Go to the line that contains "Mark a point on every instance of the snow-covered" and extract it along with every line after it, exactly, through the end of the data below.

| Input data |
>> Begin

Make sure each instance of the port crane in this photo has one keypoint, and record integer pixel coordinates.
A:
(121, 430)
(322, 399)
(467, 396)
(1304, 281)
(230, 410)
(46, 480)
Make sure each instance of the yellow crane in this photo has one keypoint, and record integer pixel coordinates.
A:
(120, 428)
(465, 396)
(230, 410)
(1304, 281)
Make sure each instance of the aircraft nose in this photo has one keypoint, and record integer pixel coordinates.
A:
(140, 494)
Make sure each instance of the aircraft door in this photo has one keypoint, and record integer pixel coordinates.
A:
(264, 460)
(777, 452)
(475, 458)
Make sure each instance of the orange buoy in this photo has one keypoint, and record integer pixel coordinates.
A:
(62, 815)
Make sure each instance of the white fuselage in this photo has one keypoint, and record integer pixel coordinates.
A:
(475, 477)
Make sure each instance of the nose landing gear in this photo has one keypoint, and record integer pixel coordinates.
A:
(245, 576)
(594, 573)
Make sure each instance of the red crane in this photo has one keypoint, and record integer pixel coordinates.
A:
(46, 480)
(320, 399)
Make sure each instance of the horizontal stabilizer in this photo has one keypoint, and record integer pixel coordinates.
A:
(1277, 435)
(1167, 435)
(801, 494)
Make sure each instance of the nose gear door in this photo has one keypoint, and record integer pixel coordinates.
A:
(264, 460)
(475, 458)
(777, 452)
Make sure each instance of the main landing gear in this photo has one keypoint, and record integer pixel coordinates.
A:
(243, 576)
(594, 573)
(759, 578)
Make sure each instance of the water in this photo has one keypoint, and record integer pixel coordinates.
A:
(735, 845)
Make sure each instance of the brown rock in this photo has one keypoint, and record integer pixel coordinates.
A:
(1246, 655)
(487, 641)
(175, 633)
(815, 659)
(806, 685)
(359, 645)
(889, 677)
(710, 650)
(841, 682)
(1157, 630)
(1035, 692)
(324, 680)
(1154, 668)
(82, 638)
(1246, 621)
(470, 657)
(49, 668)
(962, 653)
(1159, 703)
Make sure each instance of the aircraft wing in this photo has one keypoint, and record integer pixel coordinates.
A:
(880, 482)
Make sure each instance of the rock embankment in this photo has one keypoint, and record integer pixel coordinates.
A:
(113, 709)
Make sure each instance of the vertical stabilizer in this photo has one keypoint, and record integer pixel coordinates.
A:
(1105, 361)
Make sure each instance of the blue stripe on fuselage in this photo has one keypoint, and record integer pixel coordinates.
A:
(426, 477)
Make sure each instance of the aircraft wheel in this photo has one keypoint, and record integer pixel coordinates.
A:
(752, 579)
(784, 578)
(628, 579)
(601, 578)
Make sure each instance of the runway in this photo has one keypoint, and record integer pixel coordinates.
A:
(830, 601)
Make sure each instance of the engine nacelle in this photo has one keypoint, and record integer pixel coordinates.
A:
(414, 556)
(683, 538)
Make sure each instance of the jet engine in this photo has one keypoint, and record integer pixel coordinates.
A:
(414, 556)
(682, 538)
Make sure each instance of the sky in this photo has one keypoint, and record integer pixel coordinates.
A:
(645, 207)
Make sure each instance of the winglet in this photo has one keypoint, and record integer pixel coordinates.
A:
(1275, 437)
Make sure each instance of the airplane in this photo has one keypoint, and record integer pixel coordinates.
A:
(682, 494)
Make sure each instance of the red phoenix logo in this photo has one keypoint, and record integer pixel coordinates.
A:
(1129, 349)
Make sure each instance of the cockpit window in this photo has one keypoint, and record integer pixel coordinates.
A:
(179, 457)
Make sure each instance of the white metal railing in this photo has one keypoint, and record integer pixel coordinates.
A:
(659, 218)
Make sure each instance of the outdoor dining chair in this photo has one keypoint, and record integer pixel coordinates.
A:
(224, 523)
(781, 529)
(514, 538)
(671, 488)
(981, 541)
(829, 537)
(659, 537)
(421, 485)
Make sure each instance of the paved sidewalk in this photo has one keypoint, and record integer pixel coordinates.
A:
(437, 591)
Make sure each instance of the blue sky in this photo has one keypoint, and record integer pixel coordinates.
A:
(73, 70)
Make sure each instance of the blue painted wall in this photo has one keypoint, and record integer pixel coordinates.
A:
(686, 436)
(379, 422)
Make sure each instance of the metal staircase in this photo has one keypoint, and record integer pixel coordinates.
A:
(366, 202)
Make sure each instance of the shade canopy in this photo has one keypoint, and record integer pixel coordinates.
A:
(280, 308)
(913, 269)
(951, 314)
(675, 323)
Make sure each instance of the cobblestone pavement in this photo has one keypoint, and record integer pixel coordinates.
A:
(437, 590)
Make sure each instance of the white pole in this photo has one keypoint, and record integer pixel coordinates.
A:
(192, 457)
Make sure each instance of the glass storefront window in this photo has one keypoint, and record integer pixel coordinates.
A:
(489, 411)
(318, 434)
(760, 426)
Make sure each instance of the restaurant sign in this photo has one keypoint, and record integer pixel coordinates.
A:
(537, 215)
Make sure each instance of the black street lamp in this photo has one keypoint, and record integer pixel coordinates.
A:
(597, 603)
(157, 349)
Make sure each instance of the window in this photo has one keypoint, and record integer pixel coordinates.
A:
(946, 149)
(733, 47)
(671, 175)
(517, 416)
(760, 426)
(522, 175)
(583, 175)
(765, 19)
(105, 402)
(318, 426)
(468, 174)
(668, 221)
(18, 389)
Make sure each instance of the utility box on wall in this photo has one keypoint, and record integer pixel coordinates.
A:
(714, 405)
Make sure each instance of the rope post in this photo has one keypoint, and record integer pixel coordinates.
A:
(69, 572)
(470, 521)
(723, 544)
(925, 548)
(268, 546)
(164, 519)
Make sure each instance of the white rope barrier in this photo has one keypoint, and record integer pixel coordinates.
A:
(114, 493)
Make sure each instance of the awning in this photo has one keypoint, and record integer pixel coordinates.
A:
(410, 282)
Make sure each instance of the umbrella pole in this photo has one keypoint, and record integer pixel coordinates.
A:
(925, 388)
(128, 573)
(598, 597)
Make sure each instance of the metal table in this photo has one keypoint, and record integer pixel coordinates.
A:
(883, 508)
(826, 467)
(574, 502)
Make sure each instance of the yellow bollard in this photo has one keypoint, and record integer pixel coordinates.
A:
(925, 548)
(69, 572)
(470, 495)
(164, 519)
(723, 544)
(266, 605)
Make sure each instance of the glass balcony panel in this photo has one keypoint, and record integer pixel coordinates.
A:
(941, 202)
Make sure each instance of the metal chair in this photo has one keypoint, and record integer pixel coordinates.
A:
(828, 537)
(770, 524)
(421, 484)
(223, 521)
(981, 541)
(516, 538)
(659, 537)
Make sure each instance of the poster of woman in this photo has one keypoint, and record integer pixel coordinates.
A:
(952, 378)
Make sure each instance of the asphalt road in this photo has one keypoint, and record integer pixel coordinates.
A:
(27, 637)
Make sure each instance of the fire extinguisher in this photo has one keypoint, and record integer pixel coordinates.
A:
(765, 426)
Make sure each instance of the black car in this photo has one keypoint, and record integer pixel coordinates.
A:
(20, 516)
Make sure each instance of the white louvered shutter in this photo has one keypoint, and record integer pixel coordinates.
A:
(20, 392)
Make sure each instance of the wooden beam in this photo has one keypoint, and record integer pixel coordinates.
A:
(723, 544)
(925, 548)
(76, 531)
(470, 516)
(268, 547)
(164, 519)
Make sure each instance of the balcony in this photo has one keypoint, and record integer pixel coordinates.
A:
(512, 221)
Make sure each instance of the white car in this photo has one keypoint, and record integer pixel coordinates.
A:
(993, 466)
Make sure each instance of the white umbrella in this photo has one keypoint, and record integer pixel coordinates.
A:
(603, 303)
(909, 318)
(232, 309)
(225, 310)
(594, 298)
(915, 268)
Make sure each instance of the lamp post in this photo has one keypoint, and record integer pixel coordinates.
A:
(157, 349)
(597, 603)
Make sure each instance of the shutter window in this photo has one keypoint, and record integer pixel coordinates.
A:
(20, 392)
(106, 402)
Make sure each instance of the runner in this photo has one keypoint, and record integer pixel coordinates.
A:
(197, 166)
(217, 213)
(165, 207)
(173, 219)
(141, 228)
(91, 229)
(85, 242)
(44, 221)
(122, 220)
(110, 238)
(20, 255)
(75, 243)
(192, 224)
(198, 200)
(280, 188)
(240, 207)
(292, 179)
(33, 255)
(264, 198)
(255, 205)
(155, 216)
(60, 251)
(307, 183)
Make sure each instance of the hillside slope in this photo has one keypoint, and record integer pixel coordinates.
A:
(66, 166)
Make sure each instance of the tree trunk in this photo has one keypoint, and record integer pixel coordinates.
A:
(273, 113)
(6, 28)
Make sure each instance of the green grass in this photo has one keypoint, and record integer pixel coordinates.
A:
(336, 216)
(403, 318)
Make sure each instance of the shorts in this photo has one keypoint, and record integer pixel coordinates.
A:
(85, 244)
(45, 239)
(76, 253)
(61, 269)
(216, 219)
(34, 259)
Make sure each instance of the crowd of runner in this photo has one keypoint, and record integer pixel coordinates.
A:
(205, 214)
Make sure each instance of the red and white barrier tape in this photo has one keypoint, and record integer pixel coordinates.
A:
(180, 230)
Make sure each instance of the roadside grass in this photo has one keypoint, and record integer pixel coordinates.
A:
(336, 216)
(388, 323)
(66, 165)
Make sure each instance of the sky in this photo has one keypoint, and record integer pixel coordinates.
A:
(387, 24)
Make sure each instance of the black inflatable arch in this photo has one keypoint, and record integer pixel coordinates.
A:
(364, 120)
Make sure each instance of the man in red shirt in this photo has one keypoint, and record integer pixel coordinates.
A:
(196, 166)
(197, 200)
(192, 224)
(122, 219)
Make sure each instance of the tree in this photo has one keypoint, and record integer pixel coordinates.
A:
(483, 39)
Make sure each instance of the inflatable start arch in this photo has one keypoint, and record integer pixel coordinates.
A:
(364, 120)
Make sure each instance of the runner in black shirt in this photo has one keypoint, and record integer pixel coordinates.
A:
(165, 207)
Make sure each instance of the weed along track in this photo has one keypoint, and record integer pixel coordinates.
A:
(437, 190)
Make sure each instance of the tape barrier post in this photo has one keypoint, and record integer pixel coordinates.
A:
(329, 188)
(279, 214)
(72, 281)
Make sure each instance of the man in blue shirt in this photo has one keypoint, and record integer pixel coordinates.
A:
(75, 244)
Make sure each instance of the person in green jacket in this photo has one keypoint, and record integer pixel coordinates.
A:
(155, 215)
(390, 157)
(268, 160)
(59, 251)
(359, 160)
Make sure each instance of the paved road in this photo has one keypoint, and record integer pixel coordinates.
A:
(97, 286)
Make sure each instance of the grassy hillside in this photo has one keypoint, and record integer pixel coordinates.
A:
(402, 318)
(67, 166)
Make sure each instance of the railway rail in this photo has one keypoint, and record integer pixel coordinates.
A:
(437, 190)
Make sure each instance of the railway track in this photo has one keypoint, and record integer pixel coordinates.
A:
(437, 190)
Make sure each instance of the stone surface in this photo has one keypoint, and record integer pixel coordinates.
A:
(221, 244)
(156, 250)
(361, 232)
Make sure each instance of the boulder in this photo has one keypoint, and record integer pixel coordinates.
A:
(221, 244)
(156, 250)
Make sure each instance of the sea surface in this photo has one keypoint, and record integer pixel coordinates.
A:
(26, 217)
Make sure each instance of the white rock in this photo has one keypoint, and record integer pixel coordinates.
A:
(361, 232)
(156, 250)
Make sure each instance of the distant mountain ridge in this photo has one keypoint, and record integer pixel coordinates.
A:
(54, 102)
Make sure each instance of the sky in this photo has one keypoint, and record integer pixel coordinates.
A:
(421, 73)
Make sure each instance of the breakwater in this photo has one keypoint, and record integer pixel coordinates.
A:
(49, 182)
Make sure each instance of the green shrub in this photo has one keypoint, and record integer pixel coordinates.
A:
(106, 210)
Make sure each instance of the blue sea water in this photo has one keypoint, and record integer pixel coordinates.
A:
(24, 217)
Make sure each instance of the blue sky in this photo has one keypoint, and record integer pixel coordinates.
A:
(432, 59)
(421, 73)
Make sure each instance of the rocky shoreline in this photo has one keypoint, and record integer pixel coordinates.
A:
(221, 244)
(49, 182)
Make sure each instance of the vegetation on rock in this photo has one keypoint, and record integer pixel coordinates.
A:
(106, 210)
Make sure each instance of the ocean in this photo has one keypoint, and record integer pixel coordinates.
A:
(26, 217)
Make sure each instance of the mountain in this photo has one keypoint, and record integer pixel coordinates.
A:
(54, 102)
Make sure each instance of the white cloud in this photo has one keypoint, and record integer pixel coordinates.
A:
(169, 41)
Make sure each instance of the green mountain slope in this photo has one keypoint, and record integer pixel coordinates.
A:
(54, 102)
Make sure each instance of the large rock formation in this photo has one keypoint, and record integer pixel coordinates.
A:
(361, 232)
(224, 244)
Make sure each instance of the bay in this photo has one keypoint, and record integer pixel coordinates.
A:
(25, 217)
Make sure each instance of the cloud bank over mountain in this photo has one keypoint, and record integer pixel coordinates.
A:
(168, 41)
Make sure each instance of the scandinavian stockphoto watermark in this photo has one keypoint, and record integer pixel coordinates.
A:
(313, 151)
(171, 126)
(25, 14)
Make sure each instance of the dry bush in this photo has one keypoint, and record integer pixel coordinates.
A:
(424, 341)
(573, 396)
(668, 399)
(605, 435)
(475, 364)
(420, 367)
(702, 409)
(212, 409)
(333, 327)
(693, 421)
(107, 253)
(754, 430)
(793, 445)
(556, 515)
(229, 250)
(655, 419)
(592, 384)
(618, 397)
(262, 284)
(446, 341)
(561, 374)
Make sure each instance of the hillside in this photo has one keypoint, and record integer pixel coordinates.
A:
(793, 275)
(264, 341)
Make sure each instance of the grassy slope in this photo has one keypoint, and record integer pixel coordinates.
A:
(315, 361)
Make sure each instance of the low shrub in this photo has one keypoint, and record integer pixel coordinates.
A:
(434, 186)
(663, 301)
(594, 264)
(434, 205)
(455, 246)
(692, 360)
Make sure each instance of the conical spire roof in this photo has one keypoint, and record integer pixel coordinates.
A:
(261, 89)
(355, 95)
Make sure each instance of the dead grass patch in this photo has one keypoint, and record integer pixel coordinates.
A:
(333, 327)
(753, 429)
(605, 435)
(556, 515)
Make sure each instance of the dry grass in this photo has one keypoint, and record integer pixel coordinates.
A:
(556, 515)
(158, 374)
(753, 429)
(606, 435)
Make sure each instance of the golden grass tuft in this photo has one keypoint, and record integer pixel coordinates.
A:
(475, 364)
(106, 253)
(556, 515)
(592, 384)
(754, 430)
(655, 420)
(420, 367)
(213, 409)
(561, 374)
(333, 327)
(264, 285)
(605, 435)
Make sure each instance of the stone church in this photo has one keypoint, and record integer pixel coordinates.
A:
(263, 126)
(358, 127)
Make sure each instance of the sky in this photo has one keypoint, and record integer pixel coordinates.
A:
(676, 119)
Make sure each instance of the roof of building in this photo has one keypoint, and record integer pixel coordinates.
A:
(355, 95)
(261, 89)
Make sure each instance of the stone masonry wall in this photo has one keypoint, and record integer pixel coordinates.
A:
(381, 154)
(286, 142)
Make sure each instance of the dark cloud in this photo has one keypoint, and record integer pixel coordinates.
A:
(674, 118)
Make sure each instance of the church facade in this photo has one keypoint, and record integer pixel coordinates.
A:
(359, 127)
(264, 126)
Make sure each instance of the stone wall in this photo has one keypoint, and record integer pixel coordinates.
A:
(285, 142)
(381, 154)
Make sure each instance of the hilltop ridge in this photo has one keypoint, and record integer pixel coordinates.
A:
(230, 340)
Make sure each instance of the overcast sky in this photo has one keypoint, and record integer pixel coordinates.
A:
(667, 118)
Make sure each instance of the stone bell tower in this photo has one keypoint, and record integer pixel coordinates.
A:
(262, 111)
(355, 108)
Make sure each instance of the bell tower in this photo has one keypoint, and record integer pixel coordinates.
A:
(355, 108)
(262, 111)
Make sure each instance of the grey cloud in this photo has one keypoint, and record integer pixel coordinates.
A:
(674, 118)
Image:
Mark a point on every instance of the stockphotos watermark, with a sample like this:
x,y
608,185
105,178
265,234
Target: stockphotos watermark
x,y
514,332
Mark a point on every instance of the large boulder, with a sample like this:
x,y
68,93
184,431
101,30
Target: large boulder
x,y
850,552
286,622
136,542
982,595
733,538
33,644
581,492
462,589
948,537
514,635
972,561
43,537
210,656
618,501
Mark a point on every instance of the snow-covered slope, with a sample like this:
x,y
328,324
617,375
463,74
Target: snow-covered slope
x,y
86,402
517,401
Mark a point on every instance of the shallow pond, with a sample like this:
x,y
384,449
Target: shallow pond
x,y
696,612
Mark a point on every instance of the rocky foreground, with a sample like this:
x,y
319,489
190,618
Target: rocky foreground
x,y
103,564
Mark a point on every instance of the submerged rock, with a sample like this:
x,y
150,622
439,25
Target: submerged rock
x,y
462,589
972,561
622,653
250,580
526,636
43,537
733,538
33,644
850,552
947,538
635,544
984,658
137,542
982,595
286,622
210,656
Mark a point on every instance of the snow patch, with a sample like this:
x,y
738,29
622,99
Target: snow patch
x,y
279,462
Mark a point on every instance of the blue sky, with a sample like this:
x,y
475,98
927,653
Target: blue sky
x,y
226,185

>> End

| Final result |
Mark a point on every instance of the snow-covered slope, with a sample like this:
x,y
328,324
617,375
463,74
Target: snow-covered slope
x,y
86,402
517,401
Mark a point on every instance of the shallow pond, with a sample like this:
x,y
384,449
Target: shallow pond
x,y
696,612
Mark a point on every instance of the rocky foreground, with a sample like this:
x,y
319,489
190,618
Target: rocky foreground
x,y
103,564
Mark a point on every instance of the submerged rock, with a sample like this:
x,y
150,622
439,25
Target: submerged rock
x,y
462,589
972,561
622,653
250,580
526,636
43,537
733,538
33,644
850,552
947,538
635,544
984,658
137,542
982,595
286,622
210,656
Mark a point on every instance of the snow patch, with a sample like this:
x,y
738,29
622,99
Target: snow patch
x,y
279,462
Mark a point on every instance of the blue sky, with a sample like this:
x,y
475,98
927,653
Target: blue sky
x,y
226,185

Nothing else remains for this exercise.